本文抜粋:
#####

問題の原因を個人ではなく、家族システムの中に探る
従来の心理療法では、問題を抱えている個人に焦点を当てることが多かったですが、家族療法では、問題の原因を個人ではなく、家族システムの中に探ります。例えば、子供が不登校になった場合、その原因を子供個人に求めるのではなく、家族全体のコミュニケーションパターンや役割分担などに問題がある可能性を検討します。
コミュニケーションパターンや役割を見直し、問題解決と関係改善を目指す
家族療法では、家族間のコミュニケーションパターンや役割分担を見直し、より良い相互作用を促すことで、問題解決と家族関係の改善を目指します。家族全員が協力し、お互いを理解し合うことで、より健全な家族システムを築くことができます。
家族療法が得意としている問題
家族療法は、様々な家族の問題解決に役立ちます。以下に、代表的な例を挙げます。

#####

作業項目 1:
家族療法の本文のうち、「問題の原因を個人ではなく、家族システムの中に探る」から「家族療法は、様々な家族の問題解決に役立ちます。以下に、代表的な例を挙げます。」まで（その語句を含む）を一字一句変えずに複写してください。
作業項目 2:
家族療法の本文について、次の問いに答えてください。
(a) 従来の心理療法は、どこに焦点を当てることが多かったとされていますか。
(b) 子供が不登校になった場合、家族療法では何に問題がある可能性を検討しますか。
(c) 家族療法は、コミュニケーションパターンや役割分担を見直すことで何を目指しますか。
このあとの一覧は、本文とは別の出典から取られたものです。

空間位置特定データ
#####

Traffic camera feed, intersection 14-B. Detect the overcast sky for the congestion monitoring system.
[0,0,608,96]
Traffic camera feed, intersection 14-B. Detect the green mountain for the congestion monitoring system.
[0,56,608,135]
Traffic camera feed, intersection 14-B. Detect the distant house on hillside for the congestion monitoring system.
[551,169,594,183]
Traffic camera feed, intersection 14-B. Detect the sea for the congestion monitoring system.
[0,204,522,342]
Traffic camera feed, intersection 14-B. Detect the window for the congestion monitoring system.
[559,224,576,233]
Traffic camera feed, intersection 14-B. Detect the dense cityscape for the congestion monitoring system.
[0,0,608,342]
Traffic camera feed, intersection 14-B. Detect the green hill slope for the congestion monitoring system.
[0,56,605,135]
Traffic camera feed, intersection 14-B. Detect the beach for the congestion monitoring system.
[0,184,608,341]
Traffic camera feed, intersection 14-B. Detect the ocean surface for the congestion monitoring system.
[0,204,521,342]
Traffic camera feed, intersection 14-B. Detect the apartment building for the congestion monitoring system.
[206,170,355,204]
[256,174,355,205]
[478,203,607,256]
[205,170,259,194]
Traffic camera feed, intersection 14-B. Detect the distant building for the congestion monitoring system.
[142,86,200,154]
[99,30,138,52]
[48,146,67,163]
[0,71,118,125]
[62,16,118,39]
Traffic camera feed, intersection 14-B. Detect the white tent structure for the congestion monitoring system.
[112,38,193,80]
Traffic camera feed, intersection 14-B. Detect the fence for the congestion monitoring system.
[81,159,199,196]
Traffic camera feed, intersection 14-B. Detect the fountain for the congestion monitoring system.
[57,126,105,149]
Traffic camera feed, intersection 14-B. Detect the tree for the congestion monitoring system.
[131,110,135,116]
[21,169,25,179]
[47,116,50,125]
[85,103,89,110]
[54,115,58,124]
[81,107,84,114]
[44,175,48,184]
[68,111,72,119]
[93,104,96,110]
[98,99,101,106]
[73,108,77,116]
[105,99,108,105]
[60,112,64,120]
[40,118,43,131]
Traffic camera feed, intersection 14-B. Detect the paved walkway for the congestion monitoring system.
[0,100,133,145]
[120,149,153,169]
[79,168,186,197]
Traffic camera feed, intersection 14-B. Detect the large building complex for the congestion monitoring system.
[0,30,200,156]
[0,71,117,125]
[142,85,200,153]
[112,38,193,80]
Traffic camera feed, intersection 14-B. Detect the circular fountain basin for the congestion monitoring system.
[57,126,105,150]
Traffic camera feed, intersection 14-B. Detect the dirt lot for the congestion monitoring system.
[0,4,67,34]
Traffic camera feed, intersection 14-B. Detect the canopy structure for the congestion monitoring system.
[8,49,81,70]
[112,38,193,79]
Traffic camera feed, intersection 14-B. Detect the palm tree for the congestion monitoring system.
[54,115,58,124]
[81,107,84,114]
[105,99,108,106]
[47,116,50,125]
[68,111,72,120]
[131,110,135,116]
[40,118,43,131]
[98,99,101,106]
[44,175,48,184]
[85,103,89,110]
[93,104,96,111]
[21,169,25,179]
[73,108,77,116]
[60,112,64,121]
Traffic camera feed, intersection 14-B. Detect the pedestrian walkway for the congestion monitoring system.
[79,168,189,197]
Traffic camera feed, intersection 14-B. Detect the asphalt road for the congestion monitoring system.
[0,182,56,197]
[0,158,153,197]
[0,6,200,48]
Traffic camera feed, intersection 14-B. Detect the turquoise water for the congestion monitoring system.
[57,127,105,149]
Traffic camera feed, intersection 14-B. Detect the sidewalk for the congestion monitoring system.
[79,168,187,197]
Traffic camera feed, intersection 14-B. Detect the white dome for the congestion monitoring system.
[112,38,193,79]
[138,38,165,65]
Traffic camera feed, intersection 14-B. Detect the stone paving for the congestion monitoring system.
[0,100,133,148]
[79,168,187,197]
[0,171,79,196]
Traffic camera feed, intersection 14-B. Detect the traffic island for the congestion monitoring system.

#####

解答 1:
問題の原因を個人ではなく、家族システムの中に探る
従来の心理療法では、問題を抱えている個人に焦点を当てることが多かったですが、家族療法では、問題の原因を個人ではなく、家族システムの中に探ります。例えば、子供が不登校になった場合、その原因を子供個人に求めるのではなく、家族全体のコミュニケーションパターンや役割分担などに問題がある可能性を検討します。
コミュニケーションパターンや役割を見直し、問題解決と関係改善を目指す
家族療法では、家族間のコミュニケーションパターンや役割分担を見直し、より良い相互作用を促すことで、問題解決と家族関係の改善を目指します。家族全員が協力し、お互いを理解し合うことで、より健全な家族システムを築くことができます。
家族療法が得意としている問題
家族療法は、様々な家族の問題解決に役立ちます。以下に、代表的な例を挙げます。

解答 2:
(a) 問題を抱えている個人
(b) 家族全体のコミュニケーションパターンや役割分担など
(c) 問題解決と家族関係の改善